- **Task**:
Reproduce the records exactly.

——

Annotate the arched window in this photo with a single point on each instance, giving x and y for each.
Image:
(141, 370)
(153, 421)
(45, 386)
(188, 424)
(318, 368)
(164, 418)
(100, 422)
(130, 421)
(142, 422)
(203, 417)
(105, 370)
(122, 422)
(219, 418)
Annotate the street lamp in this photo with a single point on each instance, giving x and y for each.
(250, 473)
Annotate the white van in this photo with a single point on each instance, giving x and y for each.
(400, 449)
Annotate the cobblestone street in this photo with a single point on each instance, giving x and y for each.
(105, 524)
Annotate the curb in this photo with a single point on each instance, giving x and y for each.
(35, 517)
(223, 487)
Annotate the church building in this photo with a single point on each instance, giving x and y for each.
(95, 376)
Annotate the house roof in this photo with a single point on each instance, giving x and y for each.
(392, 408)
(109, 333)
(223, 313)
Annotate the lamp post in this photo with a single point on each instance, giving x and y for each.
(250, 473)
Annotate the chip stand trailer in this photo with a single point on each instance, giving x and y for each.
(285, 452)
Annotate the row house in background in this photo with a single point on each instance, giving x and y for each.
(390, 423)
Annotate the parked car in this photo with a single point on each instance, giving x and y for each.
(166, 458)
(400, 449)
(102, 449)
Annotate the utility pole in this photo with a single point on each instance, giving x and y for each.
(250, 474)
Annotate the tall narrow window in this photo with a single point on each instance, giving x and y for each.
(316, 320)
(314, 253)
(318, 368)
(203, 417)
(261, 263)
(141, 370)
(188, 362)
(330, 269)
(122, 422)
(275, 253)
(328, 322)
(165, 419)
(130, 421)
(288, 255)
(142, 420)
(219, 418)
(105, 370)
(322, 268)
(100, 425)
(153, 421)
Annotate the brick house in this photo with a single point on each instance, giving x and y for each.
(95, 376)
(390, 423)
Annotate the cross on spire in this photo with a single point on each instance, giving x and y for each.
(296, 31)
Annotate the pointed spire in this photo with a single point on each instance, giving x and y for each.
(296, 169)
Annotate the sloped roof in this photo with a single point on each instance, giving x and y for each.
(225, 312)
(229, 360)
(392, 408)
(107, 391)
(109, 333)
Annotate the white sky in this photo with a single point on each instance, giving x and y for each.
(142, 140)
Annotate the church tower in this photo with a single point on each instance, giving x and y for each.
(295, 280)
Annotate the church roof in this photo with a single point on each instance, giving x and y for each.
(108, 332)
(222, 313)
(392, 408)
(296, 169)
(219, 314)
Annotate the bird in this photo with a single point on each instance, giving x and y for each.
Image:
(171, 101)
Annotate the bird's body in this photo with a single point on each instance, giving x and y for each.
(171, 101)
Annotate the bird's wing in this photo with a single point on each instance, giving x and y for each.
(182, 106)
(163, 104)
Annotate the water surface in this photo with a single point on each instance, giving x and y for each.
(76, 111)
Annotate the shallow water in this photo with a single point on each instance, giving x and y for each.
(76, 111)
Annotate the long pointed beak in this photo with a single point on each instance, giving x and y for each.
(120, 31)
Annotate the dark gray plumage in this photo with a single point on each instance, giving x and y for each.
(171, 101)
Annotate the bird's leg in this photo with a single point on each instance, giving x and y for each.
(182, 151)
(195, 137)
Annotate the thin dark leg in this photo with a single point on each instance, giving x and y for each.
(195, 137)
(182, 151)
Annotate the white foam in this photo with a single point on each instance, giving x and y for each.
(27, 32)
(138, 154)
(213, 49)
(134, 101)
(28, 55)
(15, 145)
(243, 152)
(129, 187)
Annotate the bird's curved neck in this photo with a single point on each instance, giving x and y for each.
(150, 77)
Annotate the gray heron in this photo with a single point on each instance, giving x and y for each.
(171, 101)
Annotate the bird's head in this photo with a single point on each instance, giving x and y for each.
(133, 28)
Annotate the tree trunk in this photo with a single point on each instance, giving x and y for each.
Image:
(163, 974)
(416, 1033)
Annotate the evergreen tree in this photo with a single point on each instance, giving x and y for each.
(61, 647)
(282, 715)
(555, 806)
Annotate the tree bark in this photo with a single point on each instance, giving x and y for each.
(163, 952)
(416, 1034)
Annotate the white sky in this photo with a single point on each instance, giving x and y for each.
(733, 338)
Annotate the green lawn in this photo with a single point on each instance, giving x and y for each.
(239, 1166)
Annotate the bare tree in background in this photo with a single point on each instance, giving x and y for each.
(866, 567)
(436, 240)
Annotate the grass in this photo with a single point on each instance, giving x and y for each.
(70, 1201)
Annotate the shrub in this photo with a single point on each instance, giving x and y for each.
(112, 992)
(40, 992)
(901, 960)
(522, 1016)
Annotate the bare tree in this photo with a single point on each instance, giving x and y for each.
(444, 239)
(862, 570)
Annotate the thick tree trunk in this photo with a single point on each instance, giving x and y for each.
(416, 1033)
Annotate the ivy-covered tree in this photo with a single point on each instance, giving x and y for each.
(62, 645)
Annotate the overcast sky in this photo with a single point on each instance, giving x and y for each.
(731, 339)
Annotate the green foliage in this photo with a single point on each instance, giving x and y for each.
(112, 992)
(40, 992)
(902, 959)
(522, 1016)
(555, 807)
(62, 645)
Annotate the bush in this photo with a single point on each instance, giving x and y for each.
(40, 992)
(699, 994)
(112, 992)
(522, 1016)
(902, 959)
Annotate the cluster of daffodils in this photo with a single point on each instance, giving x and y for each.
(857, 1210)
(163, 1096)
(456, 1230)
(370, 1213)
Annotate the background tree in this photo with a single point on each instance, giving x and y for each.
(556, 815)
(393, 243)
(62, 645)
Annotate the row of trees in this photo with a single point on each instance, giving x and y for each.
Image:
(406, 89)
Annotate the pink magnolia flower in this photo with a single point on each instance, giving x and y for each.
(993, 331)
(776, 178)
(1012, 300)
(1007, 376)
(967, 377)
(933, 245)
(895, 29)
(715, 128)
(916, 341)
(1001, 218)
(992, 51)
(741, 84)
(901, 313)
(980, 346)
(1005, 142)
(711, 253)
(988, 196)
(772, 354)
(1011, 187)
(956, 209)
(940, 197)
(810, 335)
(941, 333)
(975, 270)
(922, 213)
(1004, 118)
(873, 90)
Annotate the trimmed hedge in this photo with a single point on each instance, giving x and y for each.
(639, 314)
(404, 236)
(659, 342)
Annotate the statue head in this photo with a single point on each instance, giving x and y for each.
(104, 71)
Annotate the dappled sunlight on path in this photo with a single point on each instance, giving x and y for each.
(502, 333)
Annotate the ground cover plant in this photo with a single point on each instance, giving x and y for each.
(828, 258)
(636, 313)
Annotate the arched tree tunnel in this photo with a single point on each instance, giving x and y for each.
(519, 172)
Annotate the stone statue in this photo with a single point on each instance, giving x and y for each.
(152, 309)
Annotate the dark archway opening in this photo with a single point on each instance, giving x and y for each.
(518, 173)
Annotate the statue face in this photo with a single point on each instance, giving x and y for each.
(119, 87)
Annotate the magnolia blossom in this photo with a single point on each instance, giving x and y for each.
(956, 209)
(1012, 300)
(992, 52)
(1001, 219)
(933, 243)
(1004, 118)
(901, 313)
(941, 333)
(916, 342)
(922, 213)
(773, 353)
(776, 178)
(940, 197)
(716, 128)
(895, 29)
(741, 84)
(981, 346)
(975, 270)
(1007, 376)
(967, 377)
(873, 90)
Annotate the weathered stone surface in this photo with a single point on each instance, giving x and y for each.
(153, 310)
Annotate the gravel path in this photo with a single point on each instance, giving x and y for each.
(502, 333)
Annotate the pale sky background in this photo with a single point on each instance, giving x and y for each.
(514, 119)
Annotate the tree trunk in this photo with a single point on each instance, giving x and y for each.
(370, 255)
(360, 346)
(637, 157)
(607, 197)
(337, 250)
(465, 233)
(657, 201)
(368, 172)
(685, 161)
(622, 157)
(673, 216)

——

- **Task response**:
Annotate the arched window in this photo with a single point on each instance, giving x and y for each.
Image:
(141, 370)
(153, 421)
(45, 386)
(188, 424)
(318, 368)
(164, 418)
(100, 422)
(130, 421)
(142, 422)
(203, 417)
(105, 370)
(122, 422)
(219, 418)
Annotate the street lamp in this photo with a single point on each instance, giving x and y for each.
(250, 473)
Annotate the white van in this photo with a single point on each instance, giving x and y for each.
(400, 449)
Annotate the cobblestone street in this photo with a single point on each instance, giving x and y for each.
(105, 524)
Annotate the curb in this photo with a single point on each instance, giving x and y for each.
(35, 517)
(223, 487)
Annotate the church building in this photo with a single point on each instance, giving x and y for each.
(95, 376)
Annotate the house roof in this photo with a single point on each instance, giving x and y for each.
(392, 408)
(109, 333)
(223, 313)
Annotate the lamp post in this photo with a single point on each instance, giving x and y for each.
(250, 473)
Annotate the chip stand trailer in this photo with a single point on each instance, giving x and y for each.
(285, 452)
Annotate the row house in background in this photo with a single point on each instance, giving x and y for each.
(390, 423)
Annotate the parked car in this photo with a single point on each instance, giving x and y for each.
(166, 458)
(400, 449)
(102, 449)
Annotate the utility pole in this photo with a single point on each instance, giving x and y for each.
(250, 474)
Annotate the tall narrow window in this photo with a single point on each instance, giving x and y for each.
(316, 320)
(314, 253)
(318, 368)
(203, 417)
(261, 263)
(141, 370)
(188, 362)
(330, 269)
(122, 422)
(275, 253)
(328, 322)
(165, 419)
(130, 421)
(288, 255)
(142, 420)
(219, 418)
(105, 370)
(322, 268)
(100, 425)
(153, 421)
Annotate the brick house in this photo with a single point on each instance, giving x and y for each.
(95, 376)
(390, 423)
Annotate the cross on spire in this photo with a single point on each instance, giving x and y for each.
(296, 31)
Annotate the pointed spire in this photo with a single point on each instance, giving x and y for each.
(296, 169)
Annotate the sloped roof in this photo with a single point on each instance, giving x and y for each.
(225, 312)
(229, 360)
(392, 408)
(107, 391)
(109, 333)
Annotate the white sky in this photo with a single point on each instance, giving x and y for each.
(142, 140)
Annotate the church tower in this photo with a single point on each instance, giving x and y for each.
(295, 280)
Annotate the church roof in this photo with a single point on each instance, giving x and y for each.
(108, 332)
(222, 313)
(392, 408)
(296, 169)
(219, 314)
Annotate the bird in this photo with a single point on each instance, giving x and y for each.
Image:
(171, 101)
Annotate the bird's body in this photo with a single point on each instance, giving x and y for each.
(171, 101)
Annotate the bird's wing in this photo with a single point on each instance, giving x and y for each.
(182, 106)
(163, 104)
Annotate the water surface in this photo with a single point on each instance, giving x and y for each.
(76, 111)
Annotate the shallow water in this photo with a single point on each instance, giving x and y for each.
(76, 111)
Annotate the long pointed beak in this photo with a single point on each instance, giving x and y for each.
(120, 31)
Annotate the dark gray plumage in this photo with a single point on each instance, giving x and y for each.
(171, 101)
Annotate the bird's leg in this photo with a single point on each instance, giving x and y for each.
(182, 151)
(195, 137)
Annotate the thin dark leg in this photo with a single point on each instance, giving x and y for each.
(195, 137)
(182, 151)
Annotate the white foam in this photo with a single point on each instance, giving x and y for each.
(27, 32)
(138, 154)
(213, 49)
(134, 101)
(28, 55)
(15, 145)
(243, 152)
(129, 187)
Annotate the bird's curved neck in this photo with a single point on each instance, giving x and y for each.
(150, 77)
Annotate the gray heron in this photo with a single point on each instance, giving x and y for each.
(171, 101)
Annotate the bird's head in this photo with a single point on each instance, giving x and y for each.
(133, 28)
Annotate the tree trunk in this photo with a single point on each instance, giving x and y for each.
Image:
(163, 974)
(416, 1033)
Annotate the evergreen tree in this photo with a single point on each instance, giving x and y for each.
(61, 647)
(282, 715)
(555, 806)
Annotate the tree bark in this photo with a single point on each instance, giving x and y for each.
(163, 952)
(416, 1034)
Annotate the white sky in this photo with a single point on each instance, giving x and y for each.
(733, 338)
Annotate the green lawn in this photo with a single point on each instance, giving x and y for each.
(239, 1166)
Annotate the bare tree in background in this photo with a single point on each instance, giving x and y for each.
(866, 567)
(436, 240)
Annotate the grass in this photo with a single point on each instance, giving x and y for each.
(70, 1201)
Annotate the shrub in this photo with a single point on each instance, giving x and y for each.
(112, 992)
(40, 992)
(901, 960)
(522, 1016)
Annotate the bare tree in this photo with a single point on each instance, giving x and y for each.
(444, 239)
(862, 570)
Annotate the thick tree trunk in this photo with a single point on each instance, giving x and y for each.
(416, 1033)
Annotate the ivy-covered tree in this photo with a single point on each instance, giving x and y for each.
(62, 645)
Annotate the overcast sky in this photo with a single point on each instance, giving x and y for each.
(731, 339)
Annotate the green foliage in this photo with a single point on each instance, giving x and y for each.
(112, 992)
(40, 992)
(902, 959)
(522, 1016)
(555, 807)
(62, 645)
Annotate the bush in this photo with a single point on each instance, giving x and y for each.
(40, 992)
(699, 994)
(112, 992)
(522, 1016)
(902, 959)
Annotate the cluster of daffodils in this photo with a single point on each instance, giving x and y for each.
(857, 1210)
(163, 1096)
(456, 1230)
(370, 1213)
Annotate the background tree in this photo with a single point on each instance, giving x and y for each.
(556, 815)
(393, 243)
(62, 645)
Annotate the row of trees in this photo with a single point on each instance, giving x and y for each.
Image:
(406, 89)
Annotate the pink magnolia flower in this photo with a single point on each instance, giving x and y for each.
(993, 331)
(776, 178)
(1012, 300)
(1007, 376)
(967, 377)
(933, 245)
(895, 29)
(715, 128)
(916, 341)
(1001, 218)
(992, 51)
(741, 84)
(901, 313)
(980, 346)
(1005, 142)
(711, 253)
(988, 196)
(772, 354)
(1011, 187)
(956, 209)
(940, 197)
(810, 335)
(941, 333)
(975, 270)
(922, 213)
(1004, 118)
(873, 90)
Annotate the trimmed hedge in this photo with a single point on each instance, giving x and y for each.
(639, 314)
(404, 236)
(659, 342)
Annotate the statue head in this photo with a single point on each instance, giving x and y for each.
(104, 71)
Annotate the dappled sunlight on path in this photo with a single point on each instance, giving x and y for each.
(502, 333)
Annotate the ground cover plant in this photo with a single point on each instance, giving x and y for each.
(828, 258)
(636, 313)
Annotate the arched tree tunnel in this photo with a single point on each instance, giving x and y for each.
(519, 172)
Annotate the stone statue in this photo with a single point on each instance, giving x and y for each.
(152, 309)
Annotate the dark archway opening in this photo with a single point on each instance, giving x and y for each.
(518, 173)
Annotate the statue face in this photo with a single point on each instance, giving x and y for each.
(119, 87)
Annotate the magnolia blossom in this photo with a single point on each instance, giving x and y for each.
(956, 209)
(1012, 300)
(992, 52)
(1001, 219)
(933, 243)
(1004, 118)
(901, 313)
(941, 333)
(916, 342)
(922, 213)
(773, 353)
(776, 178)
(940, 197)
(716, 128)
(895, 29)
(741, 84)
(981, 346)
(975, 270)
(1007, 376)
(967, 377)
(873, 90)
Annotate the weathered stone surface in this photo with a single point on each instance, giving x and y for each.
(153, 310)
Annotate the gravel path in this photo with a single point on each instance, giving x and y for each.
(502, 333)
Annotate the pale sky background in this photo with a single point on each instance, giving x and y for each.
(514, 119)
Annotate the tree trunk in this photo with a single point on each instance, giving x and y for each.
(370, 255)
(360, 346)
(637, 157)
(607, 197)
(337, 250)
(465, 233)
(657, 201)
(368, 172)
(685, 161)
(622, 157)
(673, 216)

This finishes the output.